LESETEXT:
-=-=-=-=-
Aber auch Leitungskräfte in der Pflege sind nicht unschuldig. Sie lassen sich teils in Strukturen pressen und erwarten von ihren Pflegekräften Unmögliches – perfekte Pflege bei niedriger Personaldichte beispielsweise. Bei manchen geht es sogar, wie schon angesprochen, um Gewinn und nicht um die Menschenwürde.
Und auch die Politik müsste sich folglich ernsthaft dem Thema stellen – nur:
Warum auch? Es läuft doch.
Die Politik steht in der Verantwortung, einen Rahmen zu schaffen, der gute Pflege ermöglicht. Doch die vereinzelten Aufschreie sind noch gut zu überhören und der völlige Pflegekollaps ist noch nicht greifbar genug.
-=-=-=-=-
WAS ZU TUN IST:
[1] Welches Beispiel nennt der Lesetext für das Unmögliche, das Leitungskräfte von ihren Pflegekräften erwarten?
[2] Schreibe den Abschnitt des Lesetexts, der bei „Die Politik steht“ beginnt und bei „nicht greifbar genug.“ endet, noch einmal ab und tausche dabei „Rahmen“ gegen „Spielraum“ aus.

GEGEBENE DATEN:
-=-=-=-=-
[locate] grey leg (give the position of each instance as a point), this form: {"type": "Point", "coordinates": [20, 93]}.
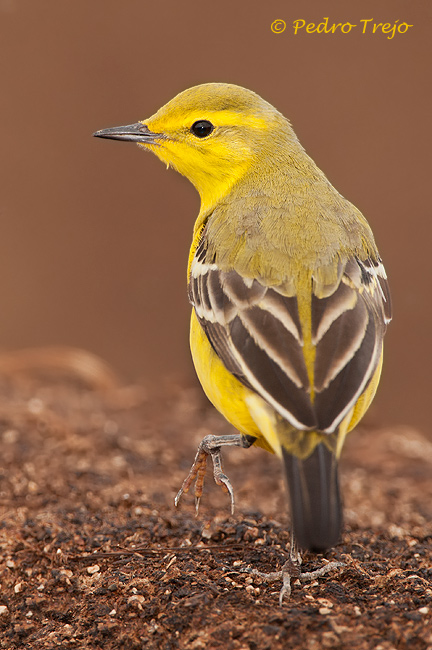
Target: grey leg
{"type": "Point", "coordinates": [211, 446]}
-=-=-=-=-
LÖSUNGEN:
[1] Perfekte Pflege bei niedriger Personaldichte.

[2]
Die Politik steht in der Verantwortung, einen Spielraum zu schaffen, der gute Pflege ermöglicht. Doch die vereinzelten Aufschreie sind noch gut zu überhören und der völlige Pflegekollaps ist noch nicht greifbar genug.